* _EXCERPTED PASSAGE_
★ ★ ★ ★
Previous research suggests that Parkinson's disease (PD) is associated with particular personality traits, the so-called parkinsonian personality. Patients with PD have been described as unassuming, loyal, cautious, deferential to authority, rigid, and less novelty-seeking than healthy elderly persons.1,2 These traits may even be present premorbidly because of early degeneration of dopamine networks, and the traits then persist or increase in severity after disease onset.2,3 However, the existence of a unique parkinsonian personality is still controversial, and others have found no significant differences in personality profiles between PD and medical control subjects46 or twin control subjects discordant for PD.7

A possible explanation for the different results on the parkinsonian personality could be depression acting as a confounding factor. The relationship between concomitant depression and the parkinsonian personality has not been fully explored, but recent research suggests that PD with depression is associated with increased Harm Avoidance on the Cloningers Tridimensional Personality Questionnaire.8,9 Hence, Jacobs et al.10 suggested that the difference in Harm Avoidance between PD and control subjects could be explained by the 56% depression prevalence rate in their PD group. Similarly, Fujii et al.11 stated that the increased Harm Avoidance and decreased Novelty-Seeking in their PD group could be related to concomitant depression (as indicated by the use of antidepressants).
★ ★ ★ ★
* _EXTRACTED INFORMATION_
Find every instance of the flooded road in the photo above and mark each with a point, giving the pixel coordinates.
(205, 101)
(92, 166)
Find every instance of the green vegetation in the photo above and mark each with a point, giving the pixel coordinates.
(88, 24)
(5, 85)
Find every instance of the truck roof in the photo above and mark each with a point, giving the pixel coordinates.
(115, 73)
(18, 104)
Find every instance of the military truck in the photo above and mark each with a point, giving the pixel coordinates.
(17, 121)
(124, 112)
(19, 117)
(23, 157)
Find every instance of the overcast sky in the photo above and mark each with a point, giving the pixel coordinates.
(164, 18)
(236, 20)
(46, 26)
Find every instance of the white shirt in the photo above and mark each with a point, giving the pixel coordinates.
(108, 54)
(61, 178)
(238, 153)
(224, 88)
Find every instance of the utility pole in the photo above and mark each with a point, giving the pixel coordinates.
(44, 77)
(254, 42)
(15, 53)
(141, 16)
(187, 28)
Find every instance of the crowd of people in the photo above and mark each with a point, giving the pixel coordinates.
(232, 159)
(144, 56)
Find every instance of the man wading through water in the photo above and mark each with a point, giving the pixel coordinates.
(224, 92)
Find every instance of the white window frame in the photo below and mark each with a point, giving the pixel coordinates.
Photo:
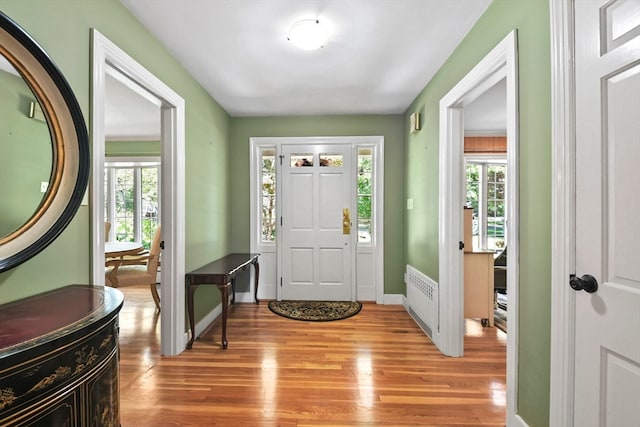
(485, 160)
(371, 289)
(135, 163)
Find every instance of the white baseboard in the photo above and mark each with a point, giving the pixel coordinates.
(245, 297)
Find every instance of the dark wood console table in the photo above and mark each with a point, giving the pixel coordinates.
(59, 358)
(221, 273)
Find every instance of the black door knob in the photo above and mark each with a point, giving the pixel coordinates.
(586, 282)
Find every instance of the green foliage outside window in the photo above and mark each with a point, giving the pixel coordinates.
(268, 198)
(364, 197)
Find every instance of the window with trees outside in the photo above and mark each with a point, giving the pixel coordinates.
(364, 191)
(268, 213)
(365, 194)
(132, 200)
(486, 195)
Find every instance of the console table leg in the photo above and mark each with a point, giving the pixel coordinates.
(191, 291)
(256, 268)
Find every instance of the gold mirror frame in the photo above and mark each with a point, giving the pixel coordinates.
(70, 147)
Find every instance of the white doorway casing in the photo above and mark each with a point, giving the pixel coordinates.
(368, 272)
(106, 56)
(500, 63)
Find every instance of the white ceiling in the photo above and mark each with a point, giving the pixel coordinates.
(380, 54)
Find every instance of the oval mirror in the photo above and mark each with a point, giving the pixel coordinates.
(54, 157)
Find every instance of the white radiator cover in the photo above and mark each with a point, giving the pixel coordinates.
(422, 298)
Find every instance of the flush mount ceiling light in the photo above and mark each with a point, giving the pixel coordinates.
(308, 34)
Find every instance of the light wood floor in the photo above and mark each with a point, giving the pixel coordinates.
(374, 369)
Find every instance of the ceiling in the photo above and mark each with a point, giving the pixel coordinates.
(380, 53)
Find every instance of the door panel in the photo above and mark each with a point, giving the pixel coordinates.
(316, 254)
(607, 324)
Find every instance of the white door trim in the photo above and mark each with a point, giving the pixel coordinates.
(107, 55)
(500, 63)
(561, 396)
(377, 145)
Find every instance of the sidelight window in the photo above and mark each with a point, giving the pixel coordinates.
(132, 200)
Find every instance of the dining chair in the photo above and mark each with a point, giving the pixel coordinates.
(139, 269)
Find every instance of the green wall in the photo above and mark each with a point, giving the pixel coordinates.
(531, 19)
(389, 126)
(63, 29)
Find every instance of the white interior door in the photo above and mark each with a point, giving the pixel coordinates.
(607, 322)
(317, 209)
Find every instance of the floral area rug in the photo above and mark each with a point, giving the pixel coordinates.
(316, 311)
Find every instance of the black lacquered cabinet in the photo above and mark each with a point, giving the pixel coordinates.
(59, 358)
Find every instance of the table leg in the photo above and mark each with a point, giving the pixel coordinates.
(191, 289)
(224, 291)
(256, 267)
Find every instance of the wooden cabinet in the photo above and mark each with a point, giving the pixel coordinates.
(478, 277)
(59, 358)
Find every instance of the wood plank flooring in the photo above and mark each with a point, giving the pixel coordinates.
(374, 369)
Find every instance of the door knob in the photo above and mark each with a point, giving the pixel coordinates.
(586, 282)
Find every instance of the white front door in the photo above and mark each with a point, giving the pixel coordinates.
(317, 212)
(607, 321)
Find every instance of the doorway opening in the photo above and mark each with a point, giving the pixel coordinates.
(109, 59)
(499, 64)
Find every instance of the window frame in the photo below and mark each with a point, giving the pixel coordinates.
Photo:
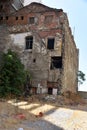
(50, 40)
(32, 20)
(29, 42)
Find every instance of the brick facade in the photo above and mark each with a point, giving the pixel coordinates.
(44, 41)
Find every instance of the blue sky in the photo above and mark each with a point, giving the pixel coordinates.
(77, 15)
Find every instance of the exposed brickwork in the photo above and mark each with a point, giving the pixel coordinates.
(53, 59)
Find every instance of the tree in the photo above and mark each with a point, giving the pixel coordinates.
(12, 74)
(81, 77)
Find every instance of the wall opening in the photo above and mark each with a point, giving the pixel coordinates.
(34, 60)
(31, 20)
(56, 62)
(50, 91)
(50, 43)
(29, 42)
(1, 18)
(6, 17)
(48, 18)
(16, 18)
(1, 6)
(22, 17)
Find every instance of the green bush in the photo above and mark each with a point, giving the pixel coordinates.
★ ★ ★ ★
* _EXPLORE THE MATERIAL_
**A)** Quote the part of the passage on the parkinsonian personality that opens with the words containing "A possible explanation" and closes with "use of antidepressants).".
**B)** Write what comes next in the passage on Parkinson's disease and personality, picking up after its final sentence.
The records have nothing to do with the passage on Parkinson's disease and personality.

* _EXERCISE RESPONSES_
**A)**
A possible explanation for the different results on the parkinsonian personality could be depression acting as a confounding factor. The relationship between concomitant depression and the parkinsonian personality has not been fully explored, but recent research suggests that PD with depression is associated with increased Harm Avoidance on the Cloningers Tridimensional Personality Questionnaire.8,9 Hence, Jacobs et al.10 suggested that the difference in Harm Avoidance between PD and control subjects could be explained by the 56% depression prevalence rate in their PD group. Similarly, Fujii et al.11 stated that the increased Harm Avoidance and decreased Novelty-Seeking in their PD group could be related to concomitant depression (as indicated by the use of antidepressants).

**B)**
Hubble et al.3 found associations between premorbid introvert personality traits, and depression. This is in line with research on depression without PD, where associations between neuroticism and onset of depression in late life have been reported.12 Given the high depression rates (approximately 40%) in PD, there is a strong risk that reported personality changes are associated with depression.13

To our knowledge, only Menza and Mark14 have directly compared the personality profiles of PD patients with and without concomitant depression. They found the depressed group to score significantly higher on Harm Avoidance but found no differences between the two PD groups on Novelty-Seeking. However, it was not reported whether the personality profiles of the depressed and non-depressed PD groups differed from the control group.

The present study was designed to further elucidate the relationship between concomitant depression in PD and personality by directly comparing the personality profiles of depressed PD patients with healthy-control participants and PD patients without depression.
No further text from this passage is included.